▶ _LISTA DE TAREAS_:
1 – Responda, según el texto proporcionado:
(a) ¿Qué lugar figura en el encabezado?
(b) ¿Qué pasaje bíblico se cita al final de la cita inicial?
(c) ¿Qué respondió George Whitefield cuando le preguntaron su opinión acerca de una persona?
2 – Transcriba del texto proporcionado el fragmento comprendido entre "EN EL TABERNÁCULO" y "Apocalipsis 5: 9, 10.", ambos inclusive.

▶ _TEXTO PROPORCIONADO_:
EN EL TABERNÁCULO METROPOLITANO, NEWINGTON, LONDRES.

 

“Y cantaban un nuevo cántico, diciendo: Digno eres de tomar el libro y de abrir sus sellos; porque tú fuiste inmolado, y con tu sangre nos has redimido para Dios, de todo linaje y lengua y pueblo y nación; y nos has hecho para nuestro Dios reyes y sacerdotes, y reinaremos sobre la tierra”. Apocalipsis 5: 9, 10.

 

Si quieren conocer el carácter de un hombre, es bueno informarse al respecto en su hogar. ¿Qué piensan de él sus hijos y sus sirvientes? ¿Cuál es el juicio que se han formado aquellos que siempre están con él? En una ocasión le preguntaron a George Whitefield su opinión acerca de una persona y su respuesta fue muy sabia, pues respondió: “Nunca he vivido con él”. Amados hermanos en Cristo, vean qué opinión hay de su Señor allá en casa, en lo alto, donde le conocen mejor y le ven constantemente y a la más clara luz. No han descubierto ningún defecto en Él. Los ángeles que le han contemplado desde que fueron creados y los redimidos que han estado con Él, algunos de ellos por miles de años, no han encontrado ninguna mancha en Él; su veredicto unánime, expresado libremente en un gozoso cántico es: “Digno eres; digno eres; digno eres”.

▶ _DATOS ALMACENADOS_:
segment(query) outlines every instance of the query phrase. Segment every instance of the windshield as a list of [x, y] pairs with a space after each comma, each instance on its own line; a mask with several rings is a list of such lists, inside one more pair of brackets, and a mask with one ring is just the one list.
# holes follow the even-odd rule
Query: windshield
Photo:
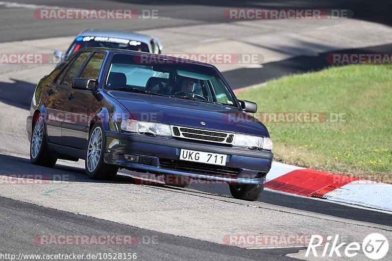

▶ _RESPUESTAS EN ORDEN_:
1 –
(a) El Tabernáculo Metropolitano, Newington, Londres.
(b) Apocalipsis 5: 9, 10.
(c) "Nunca he vivido con él".

2 –
EN EL TABERNÁCULO METROPOLITANO, NEWINGTON, LONDRES.

 

“Y cantaban un nuevo cántico, diciendo: Digno eres de tomar el libro y de abrir sus sellos; porque tú fuiste inmolado, y con tu sangre nos has redimido para Dios, de todo linaje y lengua y pueblo y nación; y nos has hecho para nuestro Dios reyes y sacerdotes, y reinaremos sobre la tierra”. Apocalipsis 5: 9, 10.